Short problem A - In the article about atomic nuclei below, rewrite the paragraph beginning "NIMROD is cylindrical in shape" as a short bulleted list that keeps its main facts.

Text shown -
## Start
New! Sign up for our free email newsletter.
Science News
from research organizations

Scientists Study How Atomic Nuclei Liquefy And Vaporize By Using Nimrod Detector At Texas A&M Cyclotron Accelerator

Date:
December 19, 2000
Source:
Texas A&M University
Summary:
Watching ice melt and water vaporize by increasing the temperature would not surprise anybody. Watching the nucleus of an atom transform from solid to liquid to gas is less common but is now possible and could lead to a better understanding of the properties of atomic nuclei.
Share:
FULL STORY

Watching ice melt and water vaporize by increasing the temperature would not surprise anybody. Watching the nucleus of an atom transform from solid to liquid to gas is less common but is now possible and could lead to a better understanding of the properties of atomic nuclei.

To study how nuclei undergo changes from solid to liquid to gas, Texas A&M University scientists smash atomic nuclei together in an on-site accelerator, the Cyclotron. The two nuclei mix together, creating a very hot intermediate state where some nuclei are liquefied and others are vaporized.

"We are talking about two things colliding, mixing for a very short period of time, and breaking up, and then we see the pieces of that," says Sherry Yennello, associate professor of chemistry at Texas A&M.

"The phase transition - the passage from a solid state to a liquid state or a liquid state to a gas state - exists only for less than a billionth of a billionth of a second," Yennello says. "So we have to backtrack and say: 'How did this thing happen?'"

To study the fragments of the collision and look for hints of a phase transition, Texas A&M physicists have built a detector called NIMROD.

"With the NIMROD detector, we can study all of the charged fragments that are emitted in the reaction," says Joseph Natowitz, professor of chemistry at Texas A&M and director of the Cyclotron Institute. "There have been three versions of this detector since 1989, and the last version started working about a year and a half ago."

NIMROD is cylindrical in shape, and consists mainly of concentric layers of numerous small detectors used to detect charged particles, and a large detector surrounding the small detectors, used to detect neutral particles.

Scientists working with the NIMROD detector try to determine the nature of the phase transition of nuclei from liquid to gas.

"A nucleus undergoes a phase transition that has strong similarities with a change from liquid water to water vapor," says Natowitz." This is called a first order phase transition, which is a very sharp phase transition."

"But nuclei could also undergo a second phase transition, which is more gradual," he says. "Nuclei would go from a liquid phase to a gas phase more smoothly."

In fact, during the collision, nuclei expand and release the particles they contain: neutrons and protons, which undergo a liquid-gas phase transition. Neutrons and protons can tell if the transition occurred sharply or smoothly.
## End
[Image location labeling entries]
## Start
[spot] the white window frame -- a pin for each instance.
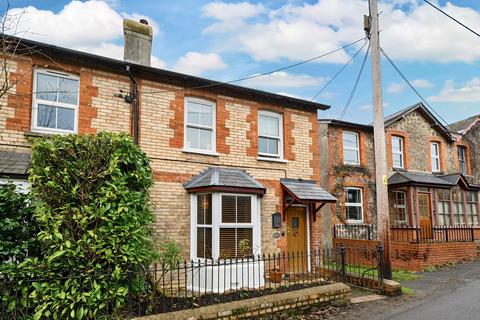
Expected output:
(435, 158)
(357, 149)
(354, 204)
(462, 163)
(213, 137)
(404, 206)
(217, 223)
(36, 101)
(401, 152)
(270, 156)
## End
Short problem B - Tally the lines of the records above that contain the string "frame", and give only the number.

Written solution A -
- NIMROD is cylindrical.
- It consists mainly of concentric layers of numerous small detectors, which detect charged particles.
- A large detector surrounds the small ones and detects neutral particles.

Written solution B - 1